§ To be done
Put all of the data below into a two-column CSV headed input and output. Each row should pair one full text to be answered with its answer, with every field in double quotes, line breaks replaced by spaces, and the pictures left out.

§ Material for this task

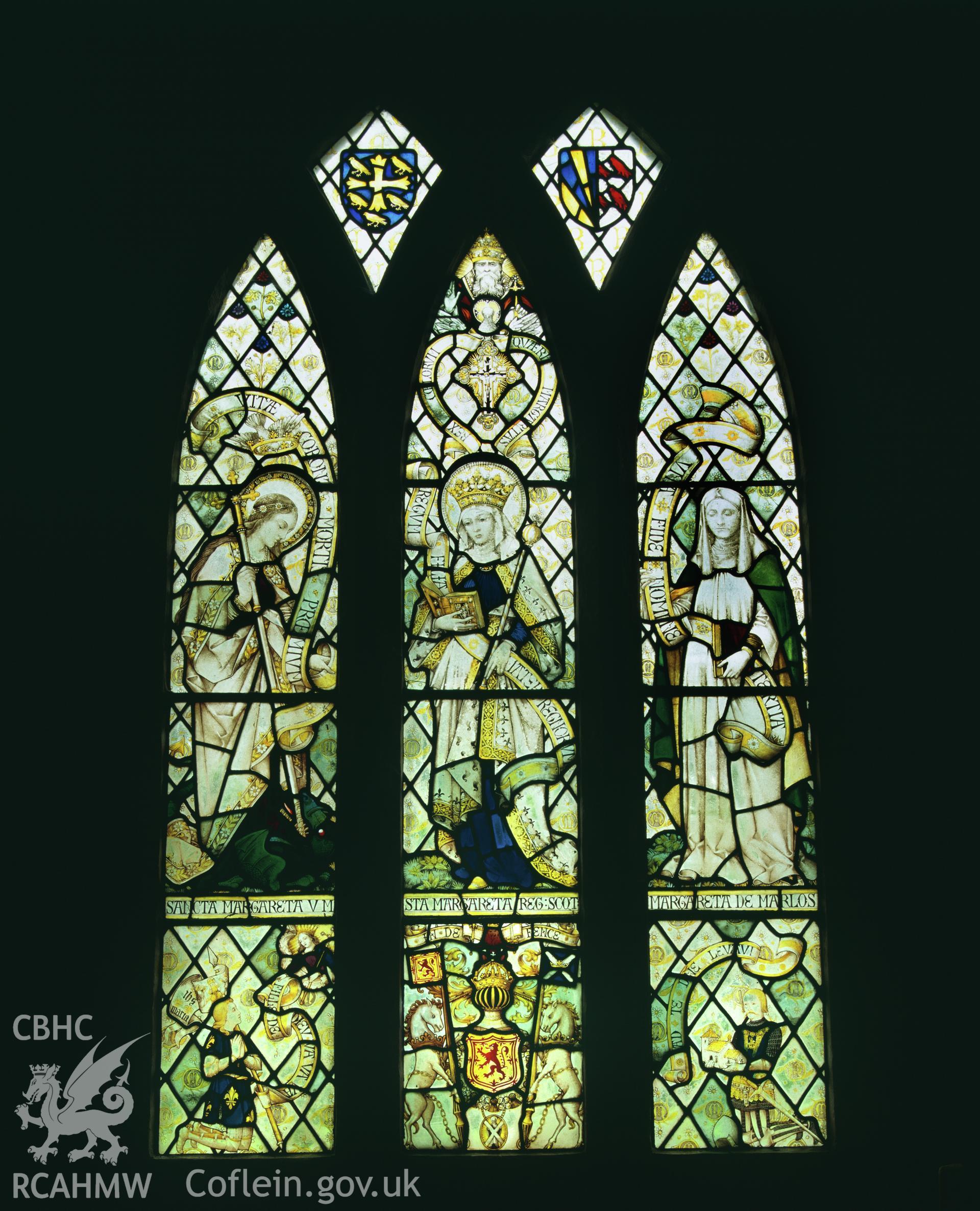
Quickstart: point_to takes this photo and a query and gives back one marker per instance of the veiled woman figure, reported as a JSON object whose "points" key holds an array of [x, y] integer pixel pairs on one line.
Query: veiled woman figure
{"points": [[487, 797], [737, 812]]}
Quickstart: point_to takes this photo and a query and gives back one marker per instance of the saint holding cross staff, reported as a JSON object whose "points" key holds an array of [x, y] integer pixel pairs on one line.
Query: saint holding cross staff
{"points": [[248, 631]]}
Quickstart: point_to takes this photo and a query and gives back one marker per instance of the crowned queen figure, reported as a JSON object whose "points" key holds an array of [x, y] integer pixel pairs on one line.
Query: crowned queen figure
{"points": [[487, 623]]}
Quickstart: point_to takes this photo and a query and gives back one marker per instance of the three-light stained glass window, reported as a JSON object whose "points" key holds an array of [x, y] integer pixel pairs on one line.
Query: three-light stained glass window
{"points": [[246, 979], [492, 1014], [737, 1011]]}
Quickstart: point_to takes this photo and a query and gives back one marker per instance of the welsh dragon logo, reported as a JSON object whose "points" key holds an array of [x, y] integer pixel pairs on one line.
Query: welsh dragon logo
{"points": [[76, 1115]]}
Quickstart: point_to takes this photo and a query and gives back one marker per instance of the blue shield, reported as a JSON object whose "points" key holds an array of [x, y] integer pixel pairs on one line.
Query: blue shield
{"points": [[378, 188]]}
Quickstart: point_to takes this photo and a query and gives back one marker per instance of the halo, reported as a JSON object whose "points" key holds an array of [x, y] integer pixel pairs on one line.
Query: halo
{"points": [[515, 509], [295, 487]]}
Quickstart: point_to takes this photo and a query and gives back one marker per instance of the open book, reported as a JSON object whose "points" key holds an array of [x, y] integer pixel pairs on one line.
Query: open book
{"points": [[467, 603]]}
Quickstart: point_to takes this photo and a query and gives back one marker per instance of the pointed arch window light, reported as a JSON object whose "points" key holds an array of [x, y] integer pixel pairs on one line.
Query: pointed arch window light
{"points": [[737, 1010], [246, 956], [599, 174], [375, 179], [492, 1008]]}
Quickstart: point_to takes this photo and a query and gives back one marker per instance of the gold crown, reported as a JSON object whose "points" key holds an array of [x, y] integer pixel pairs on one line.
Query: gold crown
{"points": [[487, 248], [481, 489], [492, 975]]}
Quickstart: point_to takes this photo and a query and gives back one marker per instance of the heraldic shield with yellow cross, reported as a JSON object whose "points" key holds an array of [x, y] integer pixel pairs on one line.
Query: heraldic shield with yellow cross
{"points": [[378, 187]]}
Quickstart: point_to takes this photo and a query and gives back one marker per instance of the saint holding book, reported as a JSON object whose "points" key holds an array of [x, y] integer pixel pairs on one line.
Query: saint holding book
{"points": [[488, 623]]}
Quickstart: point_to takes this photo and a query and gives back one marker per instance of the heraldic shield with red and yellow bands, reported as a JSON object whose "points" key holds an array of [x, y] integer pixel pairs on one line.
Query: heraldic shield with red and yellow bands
{"points": [[492, 959]]}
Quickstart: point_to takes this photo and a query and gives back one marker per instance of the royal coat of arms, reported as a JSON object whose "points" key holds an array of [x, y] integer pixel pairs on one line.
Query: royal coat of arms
{"points": [[494, 1060], [378, 188]]}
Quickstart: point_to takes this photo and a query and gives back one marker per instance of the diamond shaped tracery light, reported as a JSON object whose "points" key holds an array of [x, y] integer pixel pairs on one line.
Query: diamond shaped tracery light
{"points": [[375, 179], [599, 174]]}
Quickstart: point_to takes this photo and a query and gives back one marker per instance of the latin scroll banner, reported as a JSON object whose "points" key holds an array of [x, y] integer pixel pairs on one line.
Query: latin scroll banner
{"points": [[423, 532], [671, 1046]]}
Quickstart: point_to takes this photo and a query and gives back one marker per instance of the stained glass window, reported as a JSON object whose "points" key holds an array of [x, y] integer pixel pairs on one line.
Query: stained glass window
{"points": [[375, 179], [492, 965], [246, 992], [734, 935], [599, 174]]}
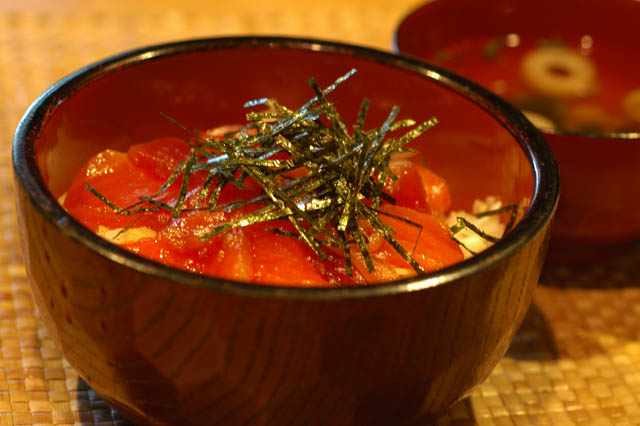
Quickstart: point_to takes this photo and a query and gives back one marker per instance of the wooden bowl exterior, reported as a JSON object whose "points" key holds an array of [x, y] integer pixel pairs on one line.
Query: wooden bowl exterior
{"points": [[166, 353], [168, 347]]}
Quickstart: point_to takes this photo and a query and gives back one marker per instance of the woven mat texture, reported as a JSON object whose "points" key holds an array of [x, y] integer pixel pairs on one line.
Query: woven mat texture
{"points": [[576, 359]]}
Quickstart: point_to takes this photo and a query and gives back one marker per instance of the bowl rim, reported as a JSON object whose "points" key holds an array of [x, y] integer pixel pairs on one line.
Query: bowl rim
{"points": [[401, 28], [543, 201]]}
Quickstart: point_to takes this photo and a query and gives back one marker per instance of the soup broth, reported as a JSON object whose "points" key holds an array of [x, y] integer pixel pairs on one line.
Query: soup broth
{"points": [[538, 76]]}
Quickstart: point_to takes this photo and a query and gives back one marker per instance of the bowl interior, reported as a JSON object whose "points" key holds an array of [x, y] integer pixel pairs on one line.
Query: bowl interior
{"points": [[481, 145], [490, 38]]}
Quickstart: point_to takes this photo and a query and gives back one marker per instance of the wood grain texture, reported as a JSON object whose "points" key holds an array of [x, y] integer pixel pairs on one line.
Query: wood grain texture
{"points": [[163, 352]]}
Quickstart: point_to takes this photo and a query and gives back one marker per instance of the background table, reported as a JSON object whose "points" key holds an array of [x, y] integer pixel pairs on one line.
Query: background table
{"points": [[576, 359]]}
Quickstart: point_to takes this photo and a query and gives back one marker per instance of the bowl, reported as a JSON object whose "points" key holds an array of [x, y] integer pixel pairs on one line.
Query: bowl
{"points": [[166, 346], [485, 41]]}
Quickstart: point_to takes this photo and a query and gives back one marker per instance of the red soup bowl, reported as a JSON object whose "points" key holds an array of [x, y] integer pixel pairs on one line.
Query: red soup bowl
{"points": [[575, 62], [167, 346]]}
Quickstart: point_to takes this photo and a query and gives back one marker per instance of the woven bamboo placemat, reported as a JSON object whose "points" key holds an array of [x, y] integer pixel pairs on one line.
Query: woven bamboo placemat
{"points": [[576, 359]]}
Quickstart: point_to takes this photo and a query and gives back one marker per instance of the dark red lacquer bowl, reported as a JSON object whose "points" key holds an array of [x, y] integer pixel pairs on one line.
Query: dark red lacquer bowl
{"points": [[166, 346], [600, 172]]}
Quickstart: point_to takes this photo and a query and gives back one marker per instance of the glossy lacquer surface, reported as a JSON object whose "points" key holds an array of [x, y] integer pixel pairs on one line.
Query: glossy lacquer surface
{"points": [[169, 347], [597, 215]]}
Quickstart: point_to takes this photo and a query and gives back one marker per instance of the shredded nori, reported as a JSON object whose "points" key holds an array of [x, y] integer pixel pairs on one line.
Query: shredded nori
{"points": [[344, 182]]}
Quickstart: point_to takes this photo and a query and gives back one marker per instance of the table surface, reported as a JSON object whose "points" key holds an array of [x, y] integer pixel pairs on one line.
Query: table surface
{"points": [[576, 359]]}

§ Answer to this task
input,output
"Quickstart: point_to takes this photo and a query and gives back one marker per instance of the veiled woman figure, reported as a JSON object whose ""points"" key holds an array of [x, y] integer pixel pairs on one line. Query: veiled woman figure","{""points"": [[487, 797], [737, 812]]}"
"Quickstart: point_to takes this photo and a query and gives back one marker per instance of the saint holding cross staff, reported as a JSON object whose ""points"" key holds an array of [x, y] integer pixel pairs on one line. Query: saint holding cross staff","{""points"": [[248, 631]]}"
"Quickstart: point_to takes this photo and a query and gives back one marker per instance of the crowned queen figure, reported as a JSON object whose ""points"" key holds an array of [x, y] integer pixel pairs on one line. Query: crowned queen figure","{""points"": [[487, 623]]}"
"Quickstart: point_to takes this photo and a query and gives back one marker per instance of the three-light stained glass window, reported as a JSON object whose ""points"" key holds an array of [x, y] integer pixel pairs on one line. Query: three-light stained glass window","{""points"": [[246, 979], [492, 1014], [737, 1011]]}"
"Quickstart: point_to takes this photo and a query and gives back one marker per instance of the welsh dragon logo, reported as a JSON object whose ""points"" key holds an array of [x, y] integer pixel pairs on one line. Query: welsh dragon logo","{""points"": [[76, 1115]]}"
"Quickstart: point_to takes this photo and a query and gives back one marker per instance of the blue shield, reported as a JSON object whose ""points"" key holds an array of [x, y] integer pixel pairs on one line. Query: blue shield","{""points"": [[378, 188]]}"
"Quickstart: point_to takes this photo and a query and gives back one marker per instance of the halo, reported as a JSON object whose ""points"" key holds an array of [x, y] integer pixel pairs on one line. Query: halo","{""points"": [[515, 509], [295, 487]]}"
"Quickstart: point_to takes this photo and a query and gives back one marker per instance of the open book, reported as a JSON object whose ""points"" key holds an array of [x, y] integer pixel pairs on one line. Query: open book","{""points"": [[467, 603]]}"
"Quickstart: point_to takes this photo and a query and gives back one marker per instance of the pointed arch window light, reported as a JSON object whose ""points"" key holds an array of [x, y] integer pixel pairs on one line. Query: pointed arch window light","{""points"": [[737, 1010], [246, 956], [599, 174], [375, 179], [492, 1008]]}"
"Quickstart: point_to takes this photo and a query and gives back one marker per instance of the gold crown, reported as a JSON object whose ""points"" key holds an array of [x, y] integer pixel pairs on one line. Query: gold crown","{""points"": [[487, 248], [481, 489], [492, 975]]}"
"Quickstart: point_to takes this photo and a query and gives back one marker per instance of the heraldic shield with yellow cross, reported as a JSON object whose ""points"" key holds an array of [x, y] integer pixel pairs on one line. Query: heraldic shield with yellow cross","{""points"": [[378, 187]]}"
"Quickstart: point_to takes this photo and a query and gives back one marker per instance of the saint holding book, reported as a JSON object whose ""points"" key holds an array of [x, y] integer pixel pairs on one line. Query: saint holding book","{""points"": [[488, 623]]}"
"Quickstart: point_to takes this photo and a query and gives back one marker per instance of the heraldic shield with red and yellow bands, reported as a JSON object whose ""points"" key holds an array of [x, y] integer pixel pairs on one line. Query: heraldic shield with red and yellow bands","{""points"": [[492, 959]]}"
"Quickstart: point_to takes this photo and a query and gives back one marker per instance of the royal coat of arms, reported as a JSON object whose ""points"" key holds an array of [x, y] integer pixel pairs on one line. Query: royal coat of arms","{""points"": [[494, 1060], [378, 188]]}"
"Quickstart: point_to takes this photo and a query and gives back one marker per instance of the diamond shaped tracery light, reported as a JSON object whose ""points"" key holds an array of [x, y] integer pixel pairs on one line. Query: diamond shaped tracery light","{""points"": [[375, 179], [599, 174]]}"
"Quickstart: point_to takes this photo and a query and gives back one marker per instance of the latin scroll banner, reported as a JSON object whose ""points"" key holds an array of [x, y] integer pixel pairs on one line. Query: latin scroll banner","{""points"": [[423, 532], [671, 1046]]}"
"Quickstart: point_to takes this photo and a query and gives back one marker per instance of the stained glass window, reported as a JSON object whose ""points"" key holds an array of [x, y] integer pixel pairs on one line. Query: stained glass window","{""points"": [[375, 179], [492, 965], [246, 992], [734, 935], [599, 174]]}"
"Quickstart: point_to takes this photo and a query and gives back one marker per instance of the wooden bowl exterior, reported as a JSON object whose ""points"" key holds an array of [x, y] integer pixel pairs on one line. Query: wooden bowl exterior","{""points"": [[166, 353], [168, 347]]}"
"Quickstart: point_to takes this photo and a query and gives back one marker per instance of the woven mat texture, reported as a JSON object whose ""points"" key holds an array of [x, y] integer pixel pairs on one line. Query: woven mat texture","{""points"": [[576, 359]]}"
"Quickstart: point_to takes this photo and a query and gives back one marker per instance of the bowl rim, reported as a JSON object whose ""points"" key holds an array of [x, y] integer pixel pairs on one line. Query: bowl rim","{""points"": [[401, 28], [543, 201]]}"
"Quickstart: point_to takes this photo and a query and gives back one marker per instance of the soup broth, reported as a JSON object whose ""points"" key holds an array of [x, y] integer pixel pairs on one line. Query: soup broth","{""points"": [[538, 76]]}"
"Quickstart: point_to takes this photo and a query and gives back one marker per instance of the bowl interior, reported as a JSON object whose ""points"" key holds an array of [x, y] integer pixel pairs on one line. Query: bowl interior","{""points"": [[481, 145], [490, 38]]}"
"Quickstart: point_to takes this photo and a query and gives back one marker per instance of the wood grain texture, reported as a JSON object whose ""points"" key holds an array of [x, y] integer pixel pairs on one line. Query: wood grain texture","{""points"": [[163, 352]]}"
"Quickstart: point_to takes this photo and a query and gives back one marker per instance of the background table, reported as a JSON object whose ""points"" key holds an array of [x, y] integer pixel pairs on one line. Query: background table","{""points"": [[576, 359]]}"
"Quickstart: point_to takes this photo and a query and gives back one marker per instance of the bowl, reported as a JSON object whose ""points"" key holds an array of [x, y] integer pixel pairs on one line. Query: bowl","{""points"": [[166, 346], [485, 41]]}"
"Quickstart: point_to takes this photo and a query and gives back one marker per instance of the red soup bowl, reported as a JSON object whose ""points"" key holds an array of [x, y] integer pixel pairs on one line. Query: red soup bowl","{""points"": [[575, 62], [167, 346]]}"
"Quickstart: point_to takes this photo and a query and gives back one marker per instance of the woven bamboo placemat, reported as a JSON object whose ""points"" key holds an array of [x, y] integer pixel pairs on one line. Query: woven bamboo placemat","{""points"": [[576, 359]]}"
"Quickstart: point_to takes this photo and a query and gives back one marker per instance of the dark red lacquer bowl, reported as a JSON object whose ""points"" key holds an array of [x, y] integer pixel pairs on one line. Query: dark red lacquer bowl","{""points"": [[166, 346], [600, 172]]}"
"Quickstart: point_to takes this photo and a query and gives back one marker per instance of the glossy lacquer surface, reported as a JSON object whose ""points"" key holds an array of [x, y] integer pixel pairs on one line. Query: glossy lacquer surface","{""points"": [[169, 347], [597, 215]]}"
"Quickstart: point_to takes this photo and a query and gives back one marker per instance of the shredded nori, reported as a JSON object whose ""points"" key holds an array of [x, y] integer pixel pairs on one line. Query: shredded nori","{""points"": [[344, 182]]}"
"Quickstart: point_to takes this photo and a query and gives back one marker per instance of the table surface, reported as a JSON object whose ""points"" key holds an array of [x, y] integer pixel pairs on one line. Query: table surface","{""points"": [[576, 359]]}"